Trecho original:
--
Como assim? Viemos de um governo de extrema direita no Brasil que perseguiu qualquer atividade cultural no país. Passamos por uma pandemia. Eu me senti como uma pessoa que saiu da prisão e foi correndo para a praia, sabe? Sai da Inglaterra, um lugar tão frio, e vim trabalhar no Ceará, usando essa luz solar forte, incandescente, além da alegria, da cor e do tesão do brasileiro. Foi como um processo de cicatrização que resultou em um filme com uma pulsão de vida enorme.
Pode detalhar melhor esse resultado? Motel Destino é um filme com muita fome de vida, com muito sangue nos olhos. Não é um filme morno, não é um filme contemplativo, nem melancólico. Os três protagonistas, um casal que administra o motel e um rapaz em fuga, são pessoas que têm fome de viver. A ação se passa toda dentro de um motel de estrada. Ele tem um flerte com a pornochanchada, que eu amo de paixão. O Brasil sobreviveu aos anos de chumbo com esse cinema que tem muito senso de humor. Eu diria que Motel Destino é meu filme mais engraçado, ao mesmo tempo que é um suspense e um pouco de fantasia — primeira vez que eu tive coragem de sair da realidade. Eu diria que é um realismo fantástico erotizado.
Por que a escolha de um motel? Primeiro porque é muito engraçado, né? Imagina, um lugar onde você escuta as pessoas transando. O motel como lugar para fazer amor, alugado por hora, é absolutamente brasileiro. O motel americano, aquele para quem tá viajando e dorme na beira de estrada, nasceu na década de 1930, junto com a indústria automobilística. No Brasil, se torna um lugar para encontros sexuais, nos anos 1960/1970, em plena Ditadura Militar. Virou um arcabouço do desejo onde tudo é possível.
Por que esse filme chamou a atenção de Cannes? Acho que é um filme que surpreende. Que vem do Brasil, mas não é drama. É um noir tropical. O comitê de seleção achou o filme muito original, que destoa do que se espera do cinema brasileiro. Com certeza eles estão intrigados.
--
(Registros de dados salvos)
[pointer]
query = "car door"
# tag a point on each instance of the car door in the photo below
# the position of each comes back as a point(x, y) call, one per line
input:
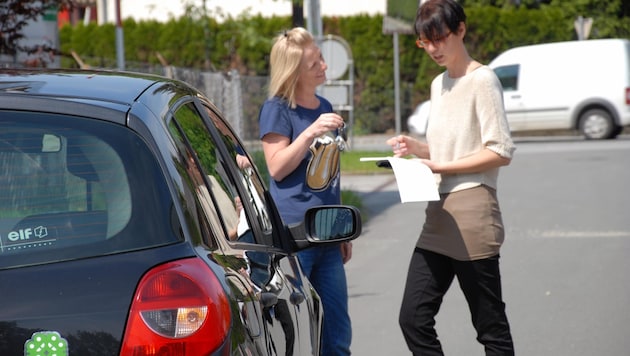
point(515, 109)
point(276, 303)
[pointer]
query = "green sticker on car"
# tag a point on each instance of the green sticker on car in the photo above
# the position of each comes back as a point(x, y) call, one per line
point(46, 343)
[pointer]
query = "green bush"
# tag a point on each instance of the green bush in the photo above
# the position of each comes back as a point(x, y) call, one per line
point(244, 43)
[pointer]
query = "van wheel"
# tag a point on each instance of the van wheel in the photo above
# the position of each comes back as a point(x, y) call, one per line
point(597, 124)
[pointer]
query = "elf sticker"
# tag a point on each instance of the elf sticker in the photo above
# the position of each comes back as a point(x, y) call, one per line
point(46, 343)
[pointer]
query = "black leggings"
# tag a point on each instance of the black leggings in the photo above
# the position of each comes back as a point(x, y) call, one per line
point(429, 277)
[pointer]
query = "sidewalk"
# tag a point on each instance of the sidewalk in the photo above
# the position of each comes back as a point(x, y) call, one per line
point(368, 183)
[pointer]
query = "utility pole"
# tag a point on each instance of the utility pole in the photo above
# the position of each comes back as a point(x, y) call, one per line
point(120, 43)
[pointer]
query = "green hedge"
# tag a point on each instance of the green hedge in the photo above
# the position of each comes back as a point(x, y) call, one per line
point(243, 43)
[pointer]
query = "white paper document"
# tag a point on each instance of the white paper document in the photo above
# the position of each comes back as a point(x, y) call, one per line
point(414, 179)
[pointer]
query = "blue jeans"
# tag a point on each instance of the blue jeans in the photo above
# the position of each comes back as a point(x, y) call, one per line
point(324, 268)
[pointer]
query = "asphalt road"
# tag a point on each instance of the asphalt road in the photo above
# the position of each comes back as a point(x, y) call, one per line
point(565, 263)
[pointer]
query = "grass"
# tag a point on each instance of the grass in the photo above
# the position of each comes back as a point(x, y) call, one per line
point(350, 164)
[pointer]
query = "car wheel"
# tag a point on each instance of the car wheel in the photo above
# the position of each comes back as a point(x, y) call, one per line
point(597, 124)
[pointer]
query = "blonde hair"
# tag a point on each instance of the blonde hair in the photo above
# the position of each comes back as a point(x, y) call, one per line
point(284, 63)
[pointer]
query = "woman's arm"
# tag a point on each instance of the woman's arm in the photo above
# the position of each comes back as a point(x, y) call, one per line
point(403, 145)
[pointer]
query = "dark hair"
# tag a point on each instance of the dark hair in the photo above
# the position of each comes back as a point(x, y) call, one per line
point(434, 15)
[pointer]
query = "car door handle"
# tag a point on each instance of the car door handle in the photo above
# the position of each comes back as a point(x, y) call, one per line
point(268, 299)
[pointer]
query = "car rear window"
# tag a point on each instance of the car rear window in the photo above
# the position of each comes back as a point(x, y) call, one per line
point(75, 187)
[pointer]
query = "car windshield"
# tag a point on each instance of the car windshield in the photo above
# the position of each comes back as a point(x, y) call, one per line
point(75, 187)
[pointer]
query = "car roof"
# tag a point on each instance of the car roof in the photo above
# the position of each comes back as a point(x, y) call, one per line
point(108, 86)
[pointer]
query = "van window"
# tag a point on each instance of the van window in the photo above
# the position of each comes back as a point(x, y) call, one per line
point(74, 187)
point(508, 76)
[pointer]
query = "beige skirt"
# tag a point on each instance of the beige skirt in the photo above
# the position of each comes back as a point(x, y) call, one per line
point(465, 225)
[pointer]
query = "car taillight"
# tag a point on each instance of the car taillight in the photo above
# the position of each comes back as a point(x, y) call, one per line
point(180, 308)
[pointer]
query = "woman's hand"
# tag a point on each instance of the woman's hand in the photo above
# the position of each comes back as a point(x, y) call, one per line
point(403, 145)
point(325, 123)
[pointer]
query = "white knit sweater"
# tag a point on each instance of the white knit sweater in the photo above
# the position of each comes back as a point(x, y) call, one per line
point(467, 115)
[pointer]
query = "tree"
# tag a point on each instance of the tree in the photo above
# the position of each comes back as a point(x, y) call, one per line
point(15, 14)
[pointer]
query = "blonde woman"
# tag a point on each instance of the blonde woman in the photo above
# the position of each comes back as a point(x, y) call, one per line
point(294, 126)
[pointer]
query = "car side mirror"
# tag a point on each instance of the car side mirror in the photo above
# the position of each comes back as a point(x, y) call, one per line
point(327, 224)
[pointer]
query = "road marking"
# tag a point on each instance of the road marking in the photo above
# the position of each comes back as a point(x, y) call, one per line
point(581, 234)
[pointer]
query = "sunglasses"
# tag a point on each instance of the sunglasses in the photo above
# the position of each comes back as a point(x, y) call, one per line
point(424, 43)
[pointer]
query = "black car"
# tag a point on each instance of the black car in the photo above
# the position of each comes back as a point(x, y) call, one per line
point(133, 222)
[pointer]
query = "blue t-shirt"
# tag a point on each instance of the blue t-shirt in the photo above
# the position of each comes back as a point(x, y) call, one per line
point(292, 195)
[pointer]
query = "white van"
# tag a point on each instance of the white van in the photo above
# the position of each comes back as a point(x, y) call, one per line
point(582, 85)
--
Enunciado:
As afirmações abaixo estão de acordo com a entrevista sobre Motel Destino? Responda sim ou não a cada uma e transcreva, sem alterações, as palavras da entrevista que decidem a resposta.
(a) Toda a ação de Motel Destino acontece dentro de um motel de estrada.
(b) O motel americano surgiu na década de 1960.
(c) Motel Destino é apresentado como um filme contemplativo e melancólico.
Esses dados têm origem em outra fonte.

Resposta:
(a) Sim: "A ação se passa toda dentro de um motel de estrada."
(b) Não: "nasceu na década de 1930, junto com a indústria automobilística."
(c) Não: "Não é um filme morno, não é um filme contemplativo, nem melancólico."